Object location annotation data -

——

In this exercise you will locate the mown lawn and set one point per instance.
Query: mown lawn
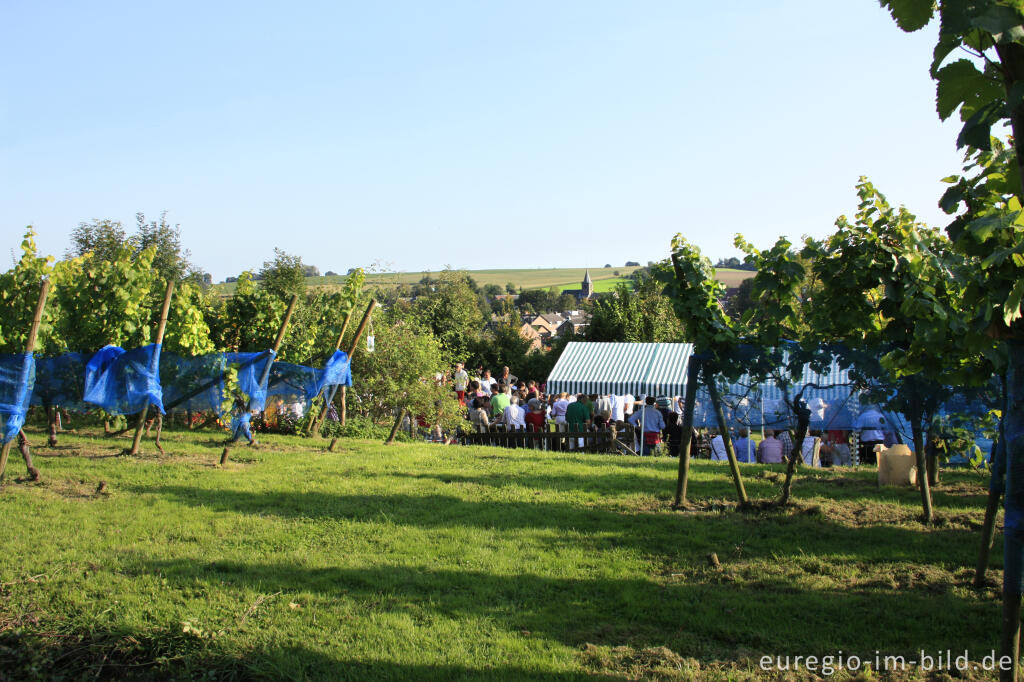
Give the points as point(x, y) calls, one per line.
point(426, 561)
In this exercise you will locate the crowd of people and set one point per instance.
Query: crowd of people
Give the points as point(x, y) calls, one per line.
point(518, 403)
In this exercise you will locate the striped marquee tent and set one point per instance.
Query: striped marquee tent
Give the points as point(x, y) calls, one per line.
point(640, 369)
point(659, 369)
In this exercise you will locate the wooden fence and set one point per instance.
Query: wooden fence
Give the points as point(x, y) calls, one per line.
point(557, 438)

——

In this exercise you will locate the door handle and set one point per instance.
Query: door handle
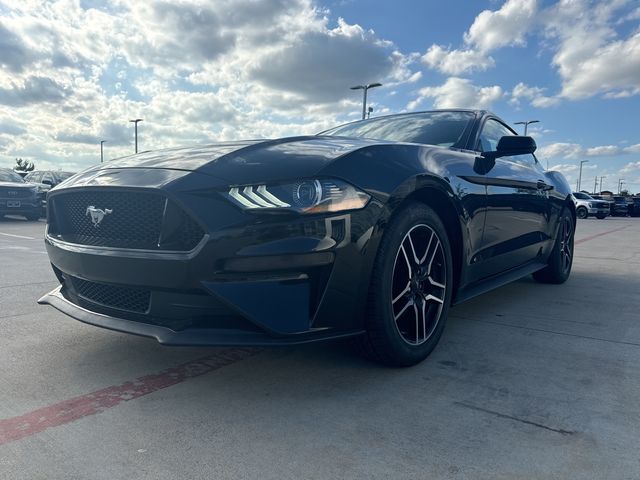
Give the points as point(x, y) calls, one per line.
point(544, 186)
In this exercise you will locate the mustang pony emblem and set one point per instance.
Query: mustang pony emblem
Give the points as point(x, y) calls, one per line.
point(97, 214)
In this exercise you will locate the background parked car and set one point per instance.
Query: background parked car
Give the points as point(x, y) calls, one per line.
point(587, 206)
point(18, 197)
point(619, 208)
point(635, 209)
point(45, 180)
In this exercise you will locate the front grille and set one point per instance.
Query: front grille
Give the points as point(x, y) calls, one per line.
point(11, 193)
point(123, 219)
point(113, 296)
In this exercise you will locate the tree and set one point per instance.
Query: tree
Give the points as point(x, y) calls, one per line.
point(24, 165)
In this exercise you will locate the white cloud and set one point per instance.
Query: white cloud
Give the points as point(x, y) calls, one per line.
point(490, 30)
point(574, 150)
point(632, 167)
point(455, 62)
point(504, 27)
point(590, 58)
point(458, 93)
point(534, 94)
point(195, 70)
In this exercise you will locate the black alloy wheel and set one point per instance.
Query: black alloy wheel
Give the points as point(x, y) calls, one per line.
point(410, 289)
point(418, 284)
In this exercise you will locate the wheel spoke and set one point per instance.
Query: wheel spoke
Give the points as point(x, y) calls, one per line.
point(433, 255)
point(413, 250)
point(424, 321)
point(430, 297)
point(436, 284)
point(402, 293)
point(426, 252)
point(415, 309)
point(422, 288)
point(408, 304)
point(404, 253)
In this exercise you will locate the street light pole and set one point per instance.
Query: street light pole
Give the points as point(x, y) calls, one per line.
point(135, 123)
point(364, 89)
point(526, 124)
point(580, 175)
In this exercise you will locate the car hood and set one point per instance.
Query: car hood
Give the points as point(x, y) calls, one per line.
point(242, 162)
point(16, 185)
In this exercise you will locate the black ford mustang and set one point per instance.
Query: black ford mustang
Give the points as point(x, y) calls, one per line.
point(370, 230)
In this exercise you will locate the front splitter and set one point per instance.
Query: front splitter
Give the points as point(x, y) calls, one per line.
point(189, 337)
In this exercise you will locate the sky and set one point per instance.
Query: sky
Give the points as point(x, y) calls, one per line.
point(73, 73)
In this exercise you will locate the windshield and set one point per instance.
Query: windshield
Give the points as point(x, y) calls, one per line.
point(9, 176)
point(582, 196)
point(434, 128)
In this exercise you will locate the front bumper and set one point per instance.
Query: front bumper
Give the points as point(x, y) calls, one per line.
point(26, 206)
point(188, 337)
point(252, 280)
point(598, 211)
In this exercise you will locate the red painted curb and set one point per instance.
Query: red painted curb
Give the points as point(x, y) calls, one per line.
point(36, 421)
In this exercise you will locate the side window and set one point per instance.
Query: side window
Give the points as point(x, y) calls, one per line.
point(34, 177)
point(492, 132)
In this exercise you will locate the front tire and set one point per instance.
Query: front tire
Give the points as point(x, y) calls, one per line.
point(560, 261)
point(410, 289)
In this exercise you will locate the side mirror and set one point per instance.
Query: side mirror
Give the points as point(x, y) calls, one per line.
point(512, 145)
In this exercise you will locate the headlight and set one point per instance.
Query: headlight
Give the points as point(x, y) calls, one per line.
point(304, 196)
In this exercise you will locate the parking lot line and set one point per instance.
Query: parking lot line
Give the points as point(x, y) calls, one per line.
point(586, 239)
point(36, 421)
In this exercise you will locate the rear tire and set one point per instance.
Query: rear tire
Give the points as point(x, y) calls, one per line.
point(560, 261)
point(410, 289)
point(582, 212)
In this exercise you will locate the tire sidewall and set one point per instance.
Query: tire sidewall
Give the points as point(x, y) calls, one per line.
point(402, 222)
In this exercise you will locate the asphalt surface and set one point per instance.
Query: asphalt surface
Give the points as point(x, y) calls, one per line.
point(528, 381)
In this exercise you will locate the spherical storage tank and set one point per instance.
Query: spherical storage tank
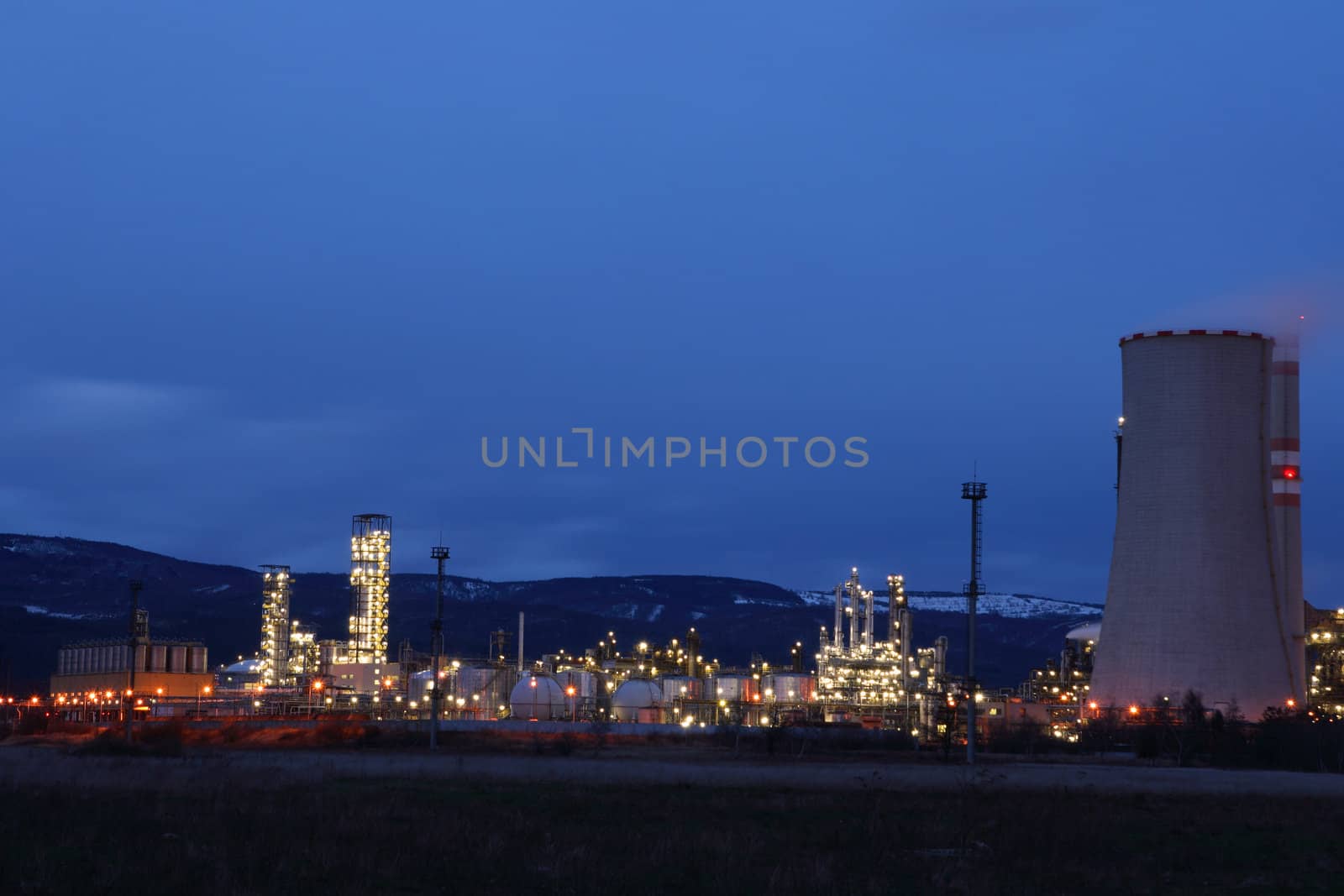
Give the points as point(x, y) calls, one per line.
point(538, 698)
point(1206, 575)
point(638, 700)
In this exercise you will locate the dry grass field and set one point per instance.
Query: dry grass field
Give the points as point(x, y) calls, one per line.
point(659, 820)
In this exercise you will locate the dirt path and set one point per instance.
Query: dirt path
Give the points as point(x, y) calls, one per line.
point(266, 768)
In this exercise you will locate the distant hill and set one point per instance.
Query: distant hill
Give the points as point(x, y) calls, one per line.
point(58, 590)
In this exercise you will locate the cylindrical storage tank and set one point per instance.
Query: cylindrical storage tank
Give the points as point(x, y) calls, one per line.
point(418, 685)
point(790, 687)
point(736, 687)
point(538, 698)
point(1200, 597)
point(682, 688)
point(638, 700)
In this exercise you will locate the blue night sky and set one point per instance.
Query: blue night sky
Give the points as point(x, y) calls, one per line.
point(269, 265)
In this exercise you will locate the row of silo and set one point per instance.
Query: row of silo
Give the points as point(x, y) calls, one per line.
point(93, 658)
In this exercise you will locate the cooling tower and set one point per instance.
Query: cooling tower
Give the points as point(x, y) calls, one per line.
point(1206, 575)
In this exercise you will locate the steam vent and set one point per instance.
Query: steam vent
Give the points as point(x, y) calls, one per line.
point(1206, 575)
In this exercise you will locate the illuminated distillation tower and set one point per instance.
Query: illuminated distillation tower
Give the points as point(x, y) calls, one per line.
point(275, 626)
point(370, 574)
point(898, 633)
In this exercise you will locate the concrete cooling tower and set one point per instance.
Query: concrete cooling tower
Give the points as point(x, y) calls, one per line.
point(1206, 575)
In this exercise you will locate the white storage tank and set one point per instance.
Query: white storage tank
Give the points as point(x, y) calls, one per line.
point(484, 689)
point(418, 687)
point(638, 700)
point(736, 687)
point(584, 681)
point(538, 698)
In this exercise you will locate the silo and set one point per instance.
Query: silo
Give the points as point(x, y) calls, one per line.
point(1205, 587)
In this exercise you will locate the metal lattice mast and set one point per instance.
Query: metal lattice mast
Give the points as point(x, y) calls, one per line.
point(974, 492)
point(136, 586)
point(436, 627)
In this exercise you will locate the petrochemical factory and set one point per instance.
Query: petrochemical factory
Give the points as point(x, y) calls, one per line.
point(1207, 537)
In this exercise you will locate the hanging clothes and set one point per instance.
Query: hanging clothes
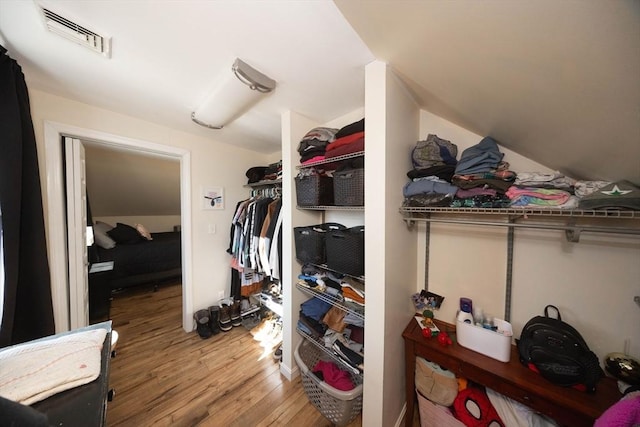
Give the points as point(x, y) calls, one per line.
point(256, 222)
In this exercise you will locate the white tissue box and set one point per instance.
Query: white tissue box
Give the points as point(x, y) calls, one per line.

——

Exercise - Render the material from the line with "In this exercise you will locate the wheel" to the line with "point(404, 253)" as a Markdown table with the columns Row and Line, numbering each line and leaving out any blank lines.

Full response -
| Row | Line |
|---|---|
| 1 | In this exercise you will locate the wheel spoke and set one point per instance. |
| 2 | Query: wheel spoke |
| 3 | Give the points as point(x, y) calls, one per line. |
| 4 | point(433, 255) |
| 5 | point(413, 250) |
| 6 | point(424, 321) |
| 7 | point(430, 297) |
| 8 | point(436, 284) |
| 9 | point(402, 293) |
| 10 | point(426, 252) |
| 11 | point(415, 309) |
| 12 | point(422, 288) |
| 13 | point(408, 304) |
| 14 | point(404, 253) |